(Items listed in a dataset)
* * * * * * *
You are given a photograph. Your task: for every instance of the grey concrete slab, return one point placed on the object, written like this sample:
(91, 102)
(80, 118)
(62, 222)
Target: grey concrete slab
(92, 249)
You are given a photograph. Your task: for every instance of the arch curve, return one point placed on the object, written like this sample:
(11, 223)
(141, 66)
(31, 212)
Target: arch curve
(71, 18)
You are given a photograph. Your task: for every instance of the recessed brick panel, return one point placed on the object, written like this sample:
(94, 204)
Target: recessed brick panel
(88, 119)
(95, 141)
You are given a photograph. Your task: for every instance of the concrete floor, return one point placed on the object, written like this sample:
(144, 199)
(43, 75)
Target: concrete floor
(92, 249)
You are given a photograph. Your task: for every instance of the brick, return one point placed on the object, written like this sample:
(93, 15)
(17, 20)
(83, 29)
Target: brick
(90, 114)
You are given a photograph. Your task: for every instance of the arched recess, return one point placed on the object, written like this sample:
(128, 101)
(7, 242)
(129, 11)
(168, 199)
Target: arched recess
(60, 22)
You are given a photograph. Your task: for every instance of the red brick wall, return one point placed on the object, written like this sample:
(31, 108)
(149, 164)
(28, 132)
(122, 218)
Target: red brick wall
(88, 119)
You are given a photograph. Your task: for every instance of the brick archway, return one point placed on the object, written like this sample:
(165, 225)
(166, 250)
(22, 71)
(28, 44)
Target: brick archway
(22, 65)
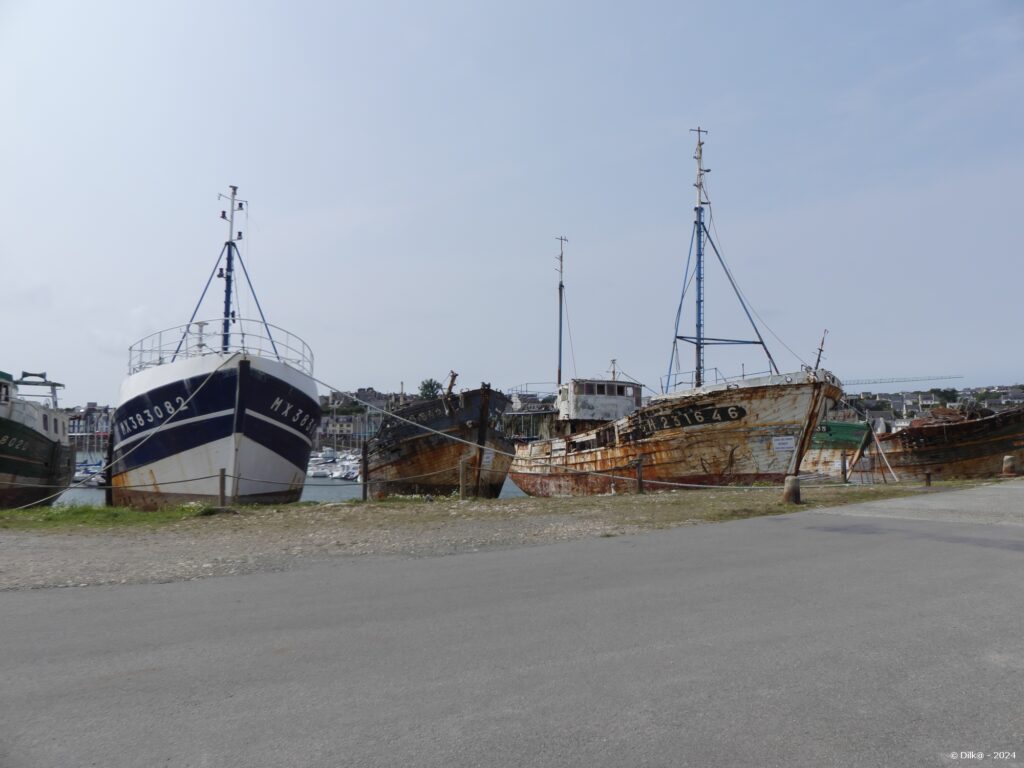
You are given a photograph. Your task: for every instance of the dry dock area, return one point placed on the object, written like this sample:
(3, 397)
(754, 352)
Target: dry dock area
(847, 637)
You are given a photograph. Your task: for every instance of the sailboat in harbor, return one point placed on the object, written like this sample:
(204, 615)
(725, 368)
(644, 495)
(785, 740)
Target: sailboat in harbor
(733, 431)
(205, 415)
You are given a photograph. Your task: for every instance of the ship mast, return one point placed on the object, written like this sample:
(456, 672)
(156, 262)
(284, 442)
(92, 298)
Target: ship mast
(699, 239)
(698, 233)
(561, 294)
(230, 249)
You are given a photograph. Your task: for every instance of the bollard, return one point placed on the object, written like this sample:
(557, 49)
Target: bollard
(791, 491)
(365, 470)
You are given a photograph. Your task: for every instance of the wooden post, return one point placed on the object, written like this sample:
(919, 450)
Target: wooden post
(791, 491)
(109, 488)
(365, 469)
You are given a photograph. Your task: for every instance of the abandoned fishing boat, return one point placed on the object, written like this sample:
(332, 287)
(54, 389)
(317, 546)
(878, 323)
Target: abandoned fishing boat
(205, 415)
(948, 443)
(732, 431)
(37, 460)
(435, 446)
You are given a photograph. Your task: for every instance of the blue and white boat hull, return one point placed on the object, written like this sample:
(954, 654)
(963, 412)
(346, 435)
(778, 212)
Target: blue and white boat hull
(179, 424)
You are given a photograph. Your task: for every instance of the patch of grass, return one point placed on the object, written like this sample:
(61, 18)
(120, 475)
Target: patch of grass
(620, 511)
(83, 515)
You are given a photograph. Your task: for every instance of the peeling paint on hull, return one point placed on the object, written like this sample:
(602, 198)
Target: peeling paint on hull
(755, 430)
(969, 449)
(404, 459)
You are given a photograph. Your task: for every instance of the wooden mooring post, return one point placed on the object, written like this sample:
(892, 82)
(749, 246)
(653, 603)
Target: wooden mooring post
(365, 470)
(791, 491)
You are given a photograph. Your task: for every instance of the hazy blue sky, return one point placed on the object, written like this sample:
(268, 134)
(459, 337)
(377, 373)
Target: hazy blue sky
(410, 164)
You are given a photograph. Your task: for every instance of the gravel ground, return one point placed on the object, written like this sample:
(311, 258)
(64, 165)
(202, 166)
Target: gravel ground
(251, 540)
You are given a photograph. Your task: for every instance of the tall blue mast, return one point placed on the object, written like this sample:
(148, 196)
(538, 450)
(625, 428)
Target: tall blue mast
(699, 239)
(698, 236)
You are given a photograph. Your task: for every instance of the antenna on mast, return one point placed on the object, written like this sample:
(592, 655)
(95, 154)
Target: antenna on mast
(699, 238)
(230, 251)
(821, 348)
(561, 293)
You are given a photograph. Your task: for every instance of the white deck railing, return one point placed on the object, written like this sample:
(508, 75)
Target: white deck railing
(205, 337)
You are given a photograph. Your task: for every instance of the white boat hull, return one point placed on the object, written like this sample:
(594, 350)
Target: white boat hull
(182, 425)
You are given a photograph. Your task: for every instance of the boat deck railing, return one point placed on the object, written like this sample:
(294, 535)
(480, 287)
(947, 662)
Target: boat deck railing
(205, 337)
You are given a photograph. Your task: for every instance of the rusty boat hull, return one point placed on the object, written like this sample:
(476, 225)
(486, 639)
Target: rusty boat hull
(179, 425)
(942, 449)
(414, 452)
(837, 444)
(754, 430)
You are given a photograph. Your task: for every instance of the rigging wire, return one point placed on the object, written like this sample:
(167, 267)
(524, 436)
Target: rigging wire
(568, 328)
(714, 226)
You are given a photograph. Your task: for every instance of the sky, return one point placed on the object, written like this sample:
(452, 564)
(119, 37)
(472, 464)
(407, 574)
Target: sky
(410, 165)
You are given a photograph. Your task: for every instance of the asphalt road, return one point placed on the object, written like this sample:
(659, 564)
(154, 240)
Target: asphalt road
(859, 637)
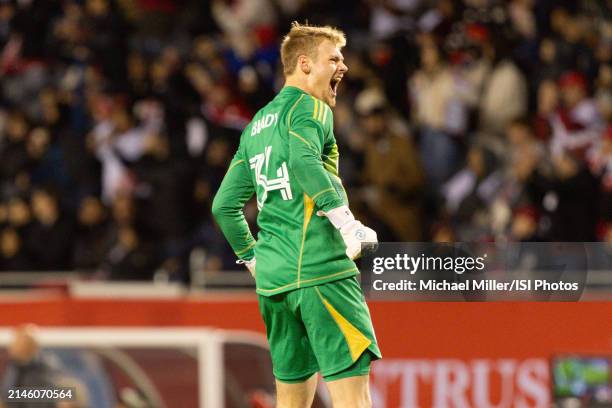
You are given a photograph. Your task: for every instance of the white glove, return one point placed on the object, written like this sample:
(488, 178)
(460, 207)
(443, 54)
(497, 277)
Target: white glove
(353, 232)
(249, 264)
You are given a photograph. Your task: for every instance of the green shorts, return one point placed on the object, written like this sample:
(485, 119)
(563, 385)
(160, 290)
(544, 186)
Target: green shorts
(324, 328)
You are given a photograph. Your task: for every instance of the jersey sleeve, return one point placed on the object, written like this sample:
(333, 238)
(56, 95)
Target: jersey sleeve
(235, 190)
(308, 126)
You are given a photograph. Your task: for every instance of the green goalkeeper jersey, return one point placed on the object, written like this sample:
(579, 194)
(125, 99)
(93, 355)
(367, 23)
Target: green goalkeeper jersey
(288, 157)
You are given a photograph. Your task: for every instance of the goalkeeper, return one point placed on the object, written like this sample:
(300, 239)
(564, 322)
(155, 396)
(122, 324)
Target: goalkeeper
(315, 314)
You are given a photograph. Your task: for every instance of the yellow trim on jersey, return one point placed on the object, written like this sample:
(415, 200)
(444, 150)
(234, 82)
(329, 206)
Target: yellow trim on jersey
(291, 132)
(234, 165)
(308, 280)
(357, 342)
(292, 109)
(308, 210)
(324, 113)
(323, 191)
(242, 251)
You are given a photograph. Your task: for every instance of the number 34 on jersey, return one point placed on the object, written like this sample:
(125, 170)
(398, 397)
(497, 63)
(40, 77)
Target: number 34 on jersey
(281, 182)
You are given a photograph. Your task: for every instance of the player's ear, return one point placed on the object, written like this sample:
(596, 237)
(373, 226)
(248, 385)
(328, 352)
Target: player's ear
* * * * * * *
§ **Problem requirements**
The material above must be printed exactly, with its pictures left out.

§ **Result of the exercise**
You are given a photograph. Your task: for every instance of the grey concrete slab, return one point placed on the object, written like this sample:
(91, 102)
(80, 118)
(62, 222)
Target: grey concrete slab
(92, 249)
You are given a photograph. Your task: for every instance of the arch curve, return one point placed on the object, written like this sample:
(11, 223)
(141, 66)
(31, 212)
Target: arch curve
(71, 18)
You are given a photograph. Your task: for every instance of the recessed brick panel, return one point placed on the object, written like this sample:
(94, 204)
Target: recessed brick panel
(88, 119)
(95, 141)
You are given a photograph. Your task: for every instance of the concrete floor, return one point placed on the object, written like this sample:
(144, 199)
(43, 75)
Target: concrete floor
(92, 249)
You are given a photograph. Your task: for every instance of the brick, return one point placed on the object, written like this sample:
(93, 15)
(17, 20)
(83, 29)
Target: brick
(90, 114)
You are given a photograph. Your task: for every instance of the arched recess, return one point placed on the object, written like this sample:
(128, 101)
(7, 242)
(129, 11)
(168, 199)
Target: arched recess
(60, 22)
You are given a photograph. Your task: for every instance of the red brick wall, return one point placed on the object, written like this sample:
(31, 108)
(149, 164)
(28, 132)
(122, 218)
Target: red brick wall
(88, 119)
You are given a photograph. Your task: for every instance of the brick archway, return one point placed on the object, written like this sample:
(165, 225)
(166, 250)
(22, 71)
(28, 44)
Target: brick archway
(22, 65)
You are given a photograph. Your task: for every instance of the dry dock area, return one point placed on the object, written like this sample:
(3, 397)
(754, 352)
Target: dry dock area
(847, 637)
You are given a photograph. Your task: for every instance of the sailboat in harbor, return one point placed on the object, written like this sample:
(204, 615)
(725, 368)
(644, 495)
(785, 740)
Target: sailboat in harbor
(733, 431)
(205, 415)
You are given a photograph. Your task: for every instance of the ship mast, return one point placed on the object, written like this sample:
(456, 672)
(156, 262)
(284, 442)
(92, 298)
Target: ship mast
(699, 239)
(698, 233)
(561, 294)
(230, 249)
You are given a photograph. Your task: for every instance of the bollard, return one point placed on the object, written like this sample:
(557, 49)
Target: bollard
(791, 491)
(365, 470)
You are given a photograph. Your task: for every instance of the wooden post, return one point placed on the object, written like this sample:
(919, 450)
Target: wooden post
(791, 491)
(109, 488)
(365, 469)
You are given a photograph. Your task: for every instance of the abandoned fishing boat, return one point placed on the object, written like this sample:
(332, 287)
(54, 389)
(317, 546)
(878, 323)
Target: abandoned fishing boat
(205, 415)
(948, 443)
(732, 431)
(37, 460)
(435, 446)
You are given a photograph. Your task: for every instance of the blue and white boat hull, return one point placed on the object, written like this sample:
(954, 654)
(963, 412)
(346, 435)
(778, 212)
Target: blue and white boat hull
(179, 424)
You are given a photograph. Your task: for every instance of the patch of grass, return one point placed on the object, written like this sample:
(61, 18)
(120, 475)
Target: patch of grass
(620, 511)
(83, 515)
You are given a photograph. Your task: for every instance of the peeling paint on hull, return one point placed on the object, written like this sample:
(602, 198)
Target: peeling paint on hull
(755, 430)
(969, 449)
(404, 459)
You are given a photograph. Your task: for every instance of the wooden mooring post, return one point placed on the object, written like this sample:
(892, 82)
(749, 246)
(653, 603)
Target: wooden mooring post
(365, 470)
(791, 491)
You are given a photograph. Your task: for every instance of the hazy blue sky, return one point placed on the object, written like this sample:
(268, 134)
(459, 337)
(377, 373)
Target: hazy blue sky
(410, 164)
You are given a photograph. Your task: for every instance of the gravel ground, return one point placed on the object, written like this sample:
(311, 258)
(64, 165)
(202, 166)
Target: gravel ground
(251, 540)
You are given a photograph. Your task: for every instance of the tall blue mast, return one point placed on the object, written like this sample:
(148, 196)
(538, 450)
(625, 428)
Target: tall blue mast
(699, 239)
(698, 236)
You are given a photograph. Your task: for every instance of the antenna on mast, return one point placed on the object, written like this sample:
(592, 655)
(95, 154)
Target: antenna on mast
(699, 238)
(230, 251)
(821, 348)
(561, 293)
You are given a photograph. Your task: for every instance of the white deck railing, return one point placed on the object, written like this sample:
(508, 75)
Target: white deck railing
(205, 337)
You are given a photograph. Your task: for every instance of the white boat hull, return one point placed on the object, written like this sample:
(594, 350)
Target: white boat hull
(182, 425)
You are given a photograph. Your task: for every instance of the boat deck railing, return one point placed on the object, written like this sample:
(294, 535)
(480, 287)
(947, 662)
Target: boat deck railing
(205, 337)
You are given a photograph. Your task: for every instance of the rusty boat hull, return one point placed on the object, written like this sample:
(476, 225)
(486, 639)
Target: rusty boat hull
(179, 425)
(942, 449)
(414, 452)
(837, 444)
(754, 430)
You are given a photograph. Your task: for every instance of the rigging wire, return one point placed on the object, written like this sample:
(167, 267)
(524, 436)
Target: rigging wire
(568, 328)
(714, 226)
You are given a photograph. Your task: for every instance of the sky, return one point placed on the object, written like this sample:
(452, 564)
(119, 37)
(472, 464)
(407, 574)
Target: sky
(410, 165)
You are given a photograph. Your task: for every instance of the asphalt road, return one point placed on the object, written like this sample:
(659, 564)
(154, 240)
Target: asphalt road
(859, 637)
You are given a photograph. Your task: for every instance of the white glove, return one point placed on the object, written like this sample:
(488, 178)
(460, 207)
(443, 54)
(497, 277)
Target: white glove
(353, 232)
(249, 264)
You are given a photograph. Your task: for every instance of the green shorts, return one point placed on the object, written like this sample:
(485, 119)
(563, 385)
(160, 290)
(544, 186)
Target: green shorts
(324, 328)
You are given a photograph. Your task: for every instance of the jersey sleeve, return one point placed on the object, written like this sample:
(333, 238)
(56, 95)
Target: jersey sleeve
(235, 190)
(308, 126)
You are given a photograph. Your task: for every instance of the green goalkeeper jersey, return one point placed on the object, written like this sample:
(579, 194)
(125, 99)
(93, 355)
(367, 23)
Target: green goalkeeper jersey
(288, 157)
You are given a photograph. Your task: for every instance of the goalkeeper, return one point placed on the object, written like this sample:
(300, 239)
(564, 322)
(155, 396)
(122, 324)
Target: goalkeeper
(315, 314)
You are given a photograph. Your task: for every instance of the yellow trim on jersey, return one point placed on the object, written like this sample:
(415, 200)
(444, 150)
(234, 82)
(329, 206)
Target: yellow trim on jersey
(291, 132)
(234, 165)
(308, 280)
(357, 342)
(292, 109)
(308, 210)
(324, 113)
(323, 191)
(242, 251)
You are given a photograph. Your task: for every instance of the number 34 on jersey, return one point placed on the object, written like this sample:
(125, 170)
(398, 397)
(497, 63)
(40, 77)
Target: number 34 on jersey
(281, 182)
You are given a photograph. Your task: for every instance of the player's ear, return one point placed on the object, written like this sample:
(596, 237)
(373, 226)
(248, 385)
(328, 352)
Target: player's ear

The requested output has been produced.